▸ What to do: Beginning with the line that contains "[locate] car windscreen", extract each line through the end of the listing below, with no additions or omissions.

# Start of Input rows

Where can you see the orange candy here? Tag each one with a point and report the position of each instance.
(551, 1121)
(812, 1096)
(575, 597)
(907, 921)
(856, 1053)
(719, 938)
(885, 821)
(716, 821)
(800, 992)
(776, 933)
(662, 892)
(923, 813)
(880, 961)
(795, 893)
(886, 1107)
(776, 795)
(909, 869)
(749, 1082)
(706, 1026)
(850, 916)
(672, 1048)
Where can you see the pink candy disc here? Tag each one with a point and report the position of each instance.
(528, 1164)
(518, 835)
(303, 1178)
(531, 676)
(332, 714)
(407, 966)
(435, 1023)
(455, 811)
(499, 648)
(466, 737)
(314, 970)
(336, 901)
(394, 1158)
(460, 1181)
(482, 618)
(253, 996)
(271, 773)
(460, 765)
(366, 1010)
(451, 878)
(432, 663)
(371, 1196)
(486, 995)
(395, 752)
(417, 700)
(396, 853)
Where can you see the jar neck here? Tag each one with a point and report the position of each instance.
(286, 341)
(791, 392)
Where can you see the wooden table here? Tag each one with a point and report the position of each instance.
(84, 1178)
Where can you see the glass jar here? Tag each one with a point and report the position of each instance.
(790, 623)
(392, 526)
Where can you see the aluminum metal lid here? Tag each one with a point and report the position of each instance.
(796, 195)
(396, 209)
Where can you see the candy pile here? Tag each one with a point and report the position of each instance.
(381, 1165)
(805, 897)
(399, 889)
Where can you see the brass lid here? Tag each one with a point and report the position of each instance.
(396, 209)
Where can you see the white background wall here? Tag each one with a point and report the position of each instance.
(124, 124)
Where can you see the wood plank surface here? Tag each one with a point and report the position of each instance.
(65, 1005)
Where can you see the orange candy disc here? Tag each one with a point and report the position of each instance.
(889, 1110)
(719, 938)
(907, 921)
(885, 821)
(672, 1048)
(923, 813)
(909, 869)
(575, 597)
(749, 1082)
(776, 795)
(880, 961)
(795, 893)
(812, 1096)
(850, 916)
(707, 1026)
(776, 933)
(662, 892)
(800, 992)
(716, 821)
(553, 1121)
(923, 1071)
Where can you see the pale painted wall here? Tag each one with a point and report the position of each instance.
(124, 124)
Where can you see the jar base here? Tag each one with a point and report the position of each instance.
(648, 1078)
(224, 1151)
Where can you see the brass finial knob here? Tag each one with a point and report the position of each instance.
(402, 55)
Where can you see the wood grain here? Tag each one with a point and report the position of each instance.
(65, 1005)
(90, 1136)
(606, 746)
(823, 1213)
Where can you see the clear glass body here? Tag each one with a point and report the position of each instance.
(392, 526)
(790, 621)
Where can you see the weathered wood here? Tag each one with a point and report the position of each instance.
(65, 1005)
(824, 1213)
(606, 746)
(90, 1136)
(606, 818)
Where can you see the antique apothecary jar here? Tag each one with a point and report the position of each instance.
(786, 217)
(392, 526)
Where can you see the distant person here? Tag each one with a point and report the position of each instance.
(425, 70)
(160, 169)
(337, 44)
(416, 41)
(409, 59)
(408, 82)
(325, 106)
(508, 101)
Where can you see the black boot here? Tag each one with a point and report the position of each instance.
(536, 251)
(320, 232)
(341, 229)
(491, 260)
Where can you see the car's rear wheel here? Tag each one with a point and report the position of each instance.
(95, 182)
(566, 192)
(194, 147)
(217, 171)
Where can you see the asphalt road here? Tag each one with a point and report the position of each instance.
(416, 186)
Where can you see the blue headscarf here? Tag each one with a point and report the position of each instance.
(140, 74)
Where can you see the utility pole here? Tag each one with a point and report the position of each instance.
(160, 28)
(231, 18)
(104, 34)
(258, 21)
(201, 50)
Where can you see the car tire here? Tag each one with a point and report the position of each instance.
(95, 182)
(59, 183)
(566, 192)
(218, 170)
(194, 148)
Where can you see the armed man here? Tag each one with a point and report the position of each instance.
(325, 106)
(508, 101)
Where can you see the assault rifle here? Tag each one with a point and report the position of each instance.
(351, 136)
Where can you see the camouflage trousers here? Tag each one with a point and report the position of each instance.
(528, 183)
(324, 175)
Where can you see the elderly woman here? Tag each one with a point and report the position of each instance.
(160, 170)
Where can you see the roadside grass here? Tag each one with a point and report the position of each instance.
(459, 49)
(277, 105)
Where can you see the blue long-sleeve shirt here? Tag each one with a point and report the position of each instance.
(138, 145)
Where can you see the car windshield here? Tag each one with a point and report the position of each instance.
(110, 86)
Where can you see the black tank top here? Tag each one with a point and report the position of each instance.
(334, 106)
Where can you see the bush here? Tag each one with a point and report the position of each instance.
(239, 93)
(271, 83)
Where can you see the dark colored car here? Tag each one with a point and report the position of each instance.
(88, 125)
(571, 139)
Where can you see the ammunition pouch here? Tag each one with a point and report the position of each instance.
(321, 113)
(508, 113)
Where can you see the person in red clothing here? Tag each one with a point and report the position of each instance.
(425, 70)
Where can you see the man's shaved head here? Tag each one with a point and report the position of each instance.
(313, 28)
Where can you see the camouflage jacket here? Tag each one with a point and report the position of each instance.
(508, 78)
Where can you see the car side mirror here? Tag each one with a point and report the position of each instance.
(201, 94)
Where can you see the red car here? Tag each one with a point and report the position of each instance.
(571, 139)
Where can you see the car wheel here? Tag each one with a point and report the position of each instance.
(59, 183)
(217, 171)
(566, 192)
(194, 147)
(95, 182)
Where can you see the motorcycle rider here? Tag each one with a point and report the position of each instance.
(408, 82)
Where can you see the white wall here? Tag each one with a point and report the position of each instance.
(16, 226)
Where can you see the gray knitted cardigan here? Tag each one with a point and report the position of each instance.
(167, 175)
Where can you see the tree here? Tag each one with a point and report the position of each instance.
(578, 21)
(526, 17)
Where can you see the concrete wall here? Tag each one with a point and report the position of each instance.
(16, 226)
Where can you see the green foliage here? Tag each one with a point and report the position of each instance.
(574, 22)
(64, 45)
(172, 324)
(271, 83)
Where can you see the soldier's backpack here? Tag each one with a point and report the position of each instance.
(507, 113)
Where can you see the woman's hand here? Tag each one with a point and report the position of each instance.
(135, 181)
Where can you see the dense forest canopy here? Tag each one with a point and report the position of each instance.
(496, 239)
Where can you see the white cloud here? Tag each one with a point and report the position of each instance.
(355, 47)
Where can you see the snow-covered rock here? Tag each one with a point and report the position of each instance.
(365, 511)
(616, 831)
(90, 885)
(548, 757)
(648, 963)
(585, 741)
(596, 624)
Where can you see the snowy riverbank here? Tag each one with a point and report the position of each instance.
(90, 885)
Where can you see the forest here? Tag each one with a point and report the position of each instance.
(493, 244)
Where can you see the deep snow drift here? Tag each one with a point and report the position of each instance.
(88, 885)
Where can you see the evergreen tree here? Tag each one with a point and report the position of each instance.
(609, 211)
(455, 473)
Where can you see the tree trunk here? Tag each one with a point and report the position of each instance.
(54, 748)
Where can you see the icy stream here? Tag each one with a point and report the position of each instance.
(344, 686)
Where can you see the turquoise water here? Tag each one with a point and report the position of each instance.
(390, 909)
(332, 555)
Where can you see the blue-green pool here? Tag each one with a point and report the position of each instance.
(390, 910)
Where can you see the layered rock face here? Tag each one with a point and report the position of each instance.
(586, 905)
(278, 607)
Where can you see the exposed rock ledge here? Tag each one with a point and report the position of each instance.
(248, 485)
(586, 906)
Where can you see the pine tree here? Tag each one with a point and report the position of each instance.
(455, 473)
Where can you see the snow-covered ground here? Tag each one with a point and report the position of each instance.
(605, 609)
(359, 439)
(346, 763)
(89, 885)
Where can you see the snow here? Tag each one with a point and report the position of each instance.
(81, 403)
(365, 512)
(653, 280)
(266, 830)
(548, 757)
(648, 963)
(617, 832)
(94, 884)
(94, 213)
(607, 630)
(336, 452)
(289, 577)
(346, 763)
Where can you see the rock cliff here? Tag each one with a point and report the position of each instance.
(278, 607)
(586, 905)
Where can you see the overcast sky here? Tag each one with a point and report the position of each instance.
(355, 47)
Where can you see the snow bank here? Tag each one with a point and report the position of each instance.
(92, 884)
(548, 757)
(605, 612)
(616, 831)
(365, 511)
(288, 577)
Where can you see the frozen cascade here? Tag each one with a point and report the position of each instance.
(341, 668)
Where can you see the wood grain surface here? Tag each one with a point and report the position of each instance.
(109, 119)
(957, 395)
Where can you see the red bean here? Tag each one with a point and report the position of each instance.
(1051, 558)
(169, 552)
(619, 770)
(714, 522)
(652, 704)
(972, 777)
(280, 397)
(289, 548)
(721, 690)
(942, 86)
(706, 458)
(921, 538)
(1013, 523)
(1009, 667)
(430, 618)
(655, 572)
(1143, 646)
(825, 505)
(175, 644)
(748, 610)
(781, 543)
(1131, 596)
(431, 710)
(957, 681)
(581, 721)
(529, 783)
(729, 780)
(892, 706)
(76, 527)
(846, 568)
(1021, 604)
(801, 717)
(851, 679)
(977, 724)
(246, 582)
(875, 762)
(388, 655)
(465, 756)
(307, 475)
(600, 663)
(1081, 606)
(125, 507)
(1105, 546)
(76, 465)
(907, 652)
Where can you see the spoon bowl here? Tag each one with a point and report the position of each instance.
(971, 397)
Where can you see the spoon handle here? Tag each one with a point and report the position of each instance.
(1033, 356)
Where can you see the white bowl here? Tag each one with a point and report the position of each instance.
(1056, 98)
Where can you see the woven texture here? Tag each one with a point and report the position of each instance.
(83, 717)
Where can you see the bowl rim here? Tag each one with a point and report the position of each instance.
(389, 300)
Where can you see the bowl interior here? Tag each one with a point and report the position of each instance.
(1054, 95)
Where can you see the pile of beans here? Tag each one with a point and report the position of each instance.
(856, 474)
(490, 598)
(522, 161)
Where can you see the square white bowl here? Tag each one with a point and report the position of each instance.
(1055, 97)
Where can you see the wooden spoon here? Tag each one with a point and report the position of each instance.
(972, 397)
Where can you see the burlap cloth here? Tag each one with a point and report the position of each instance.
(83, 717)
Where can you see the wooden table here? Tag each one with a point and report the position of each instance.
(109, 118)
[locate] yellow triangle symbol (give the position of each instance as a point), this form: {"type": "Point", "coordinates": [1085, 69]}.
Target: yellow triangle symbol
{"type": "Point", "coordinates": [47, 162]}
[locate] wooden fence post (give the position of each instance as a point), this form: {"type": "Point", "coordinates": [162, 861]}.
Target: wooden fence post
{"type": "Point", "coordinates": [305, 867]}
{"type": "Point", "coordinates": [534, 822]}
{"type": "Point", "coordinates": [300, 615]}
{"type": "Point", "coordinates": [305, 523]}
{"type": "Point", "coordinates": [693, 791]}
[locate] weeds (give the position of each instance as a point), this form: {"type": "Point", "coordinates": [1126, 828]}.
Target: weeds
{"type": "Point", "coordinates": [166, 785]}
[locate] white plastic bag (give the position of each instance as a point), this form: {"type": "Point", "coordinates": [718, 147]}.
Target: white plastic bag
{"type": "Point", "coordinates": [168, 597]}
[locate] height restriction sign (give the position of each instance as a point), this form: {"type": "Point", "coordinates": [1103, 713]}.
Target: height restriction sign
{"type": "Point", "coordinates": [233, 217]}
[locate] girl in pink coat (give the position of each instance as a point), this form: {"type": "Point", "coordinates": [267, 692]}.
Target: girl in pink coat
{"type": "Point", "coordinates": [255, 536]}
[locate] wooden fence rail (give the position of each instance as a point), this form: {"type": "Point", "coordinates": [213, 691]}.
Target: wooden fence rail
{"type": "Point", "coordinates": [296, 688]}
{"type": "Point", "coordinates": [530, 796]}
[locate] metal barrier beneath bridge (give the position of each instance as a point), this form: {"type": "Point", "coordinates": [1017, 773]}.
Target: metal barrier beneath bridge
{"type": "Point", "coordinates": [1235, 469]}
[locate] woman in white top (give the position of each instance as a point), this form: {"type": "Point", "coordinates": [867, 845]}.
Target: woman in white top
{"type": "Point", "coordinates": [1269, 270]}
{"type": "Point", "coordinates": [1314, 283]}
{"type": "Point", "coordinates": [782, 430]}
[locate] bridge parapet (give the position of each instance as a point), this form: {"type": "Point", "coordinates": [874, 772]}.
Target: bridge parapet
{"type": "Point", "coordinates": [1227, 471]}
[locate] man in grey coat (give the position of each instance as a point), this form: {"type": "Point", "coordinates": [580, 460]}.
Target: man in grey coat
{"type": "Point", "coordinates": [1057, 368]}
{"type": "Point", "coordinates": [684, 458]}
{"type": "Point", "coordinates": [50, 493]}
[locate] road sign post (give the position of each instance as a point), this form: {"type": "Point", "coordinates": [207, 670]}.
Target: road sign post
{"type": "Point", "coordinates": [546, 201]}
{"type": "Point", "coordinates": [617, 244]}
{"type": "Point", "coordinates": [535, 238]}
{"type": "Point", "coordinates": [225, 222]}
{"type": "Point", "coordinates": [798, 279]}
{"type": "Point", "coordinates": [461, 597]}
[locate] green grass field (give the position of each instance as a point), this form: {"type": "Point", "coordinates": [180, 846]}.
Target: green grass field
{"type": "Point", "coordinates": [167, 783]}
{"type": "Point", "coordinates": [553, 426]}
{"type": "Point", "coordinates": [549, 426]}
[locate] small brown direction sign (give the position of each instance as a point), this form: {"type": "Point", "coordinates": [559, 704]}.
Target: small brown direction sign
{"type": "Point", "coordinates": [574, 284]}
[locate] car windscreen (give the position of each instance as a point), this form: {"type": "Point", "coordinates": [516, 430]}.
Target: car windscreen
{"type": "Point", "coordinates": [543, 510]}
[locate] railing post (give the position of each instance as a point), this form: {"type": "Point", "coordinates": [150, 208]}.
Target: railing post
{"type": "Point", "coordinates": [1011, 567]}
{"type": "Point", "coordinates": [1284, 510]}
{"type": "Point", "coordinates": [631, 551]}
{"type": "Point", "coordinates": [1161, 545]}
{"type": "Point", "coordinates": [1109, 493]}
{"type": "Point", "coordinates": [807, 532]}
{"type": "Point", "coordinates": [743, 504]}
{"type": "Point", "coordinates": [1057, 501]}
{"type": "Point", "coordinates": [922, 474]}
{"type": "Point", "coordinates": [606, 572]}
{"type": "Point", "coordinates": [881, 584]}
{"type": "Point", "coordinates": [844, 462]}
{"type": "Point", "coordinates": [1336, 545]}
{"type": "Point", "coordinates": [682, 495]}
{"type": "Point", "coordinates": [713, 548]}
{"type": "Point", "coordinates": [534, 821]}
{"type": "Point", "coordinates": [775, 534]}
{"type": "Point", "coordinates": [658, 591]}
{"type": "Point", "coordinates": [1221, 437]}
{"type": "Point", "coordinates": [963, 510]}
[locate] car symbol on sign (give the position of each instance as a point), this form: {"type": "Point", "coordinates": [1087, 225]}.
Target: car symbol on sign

# End of Input rows

▸ Exercise result:
[locate] car windscreen (give the position of each instance as a point), this form: {"type": "Point", "coordinates": [516, 430]}.
Target: car windscreen
{"type": "Point", "coordinates": [543, 510]}
[locate] railing post (give the position of each instance as a point), this form: {"type": "Point", "coordinates": [150, 208]}.
Target: railing post
{"type": "Point", "coordinates": [1011, 567]}
{"type": "Point", "coordinates": [1284, 510]}
{"type": "Point", "coordinates": [631, 551]}
{"type": "Point", "coordinates": [1161, 545]}
{"type": "Point", "coordinates": [1109, 493]}
{"type": "Point", "coordinates": [807, 532]}
{"type": "Point", "coordinates": [743, 504]}
{"type": "Point", "coordinates": [1057, 501]}
{"type": "Point", "coordinates": [922, 474]}
{"type": "Point", "coordinates": [606, 572]}
{"type": "Point", "coordinates": [881, 584]}
{"type": "Point", "coordinates": [844, 462]}
{"type": "Point", "coordinates": [1336, 545]}
{"type": "Point", "coordinates": [682, 495]}
{"type": "Point", "coordinates": [713, 548]}
{"type": "Point", "coordinates": [534, 821]}
{"type": "Point", "coordinates": [775, 534]}
{"type": "Point", "coordinates": [658, 591]}
{"type": "Point", "coordinates": [1221, 437]}
{"type": "Point", "coordinates": [963, 510]}
[locate] car symbol on sign (give the position of each instance as a point), this form: {"type": "Point", "coordinates": [1087, 225]}.
Target: car symbol on sign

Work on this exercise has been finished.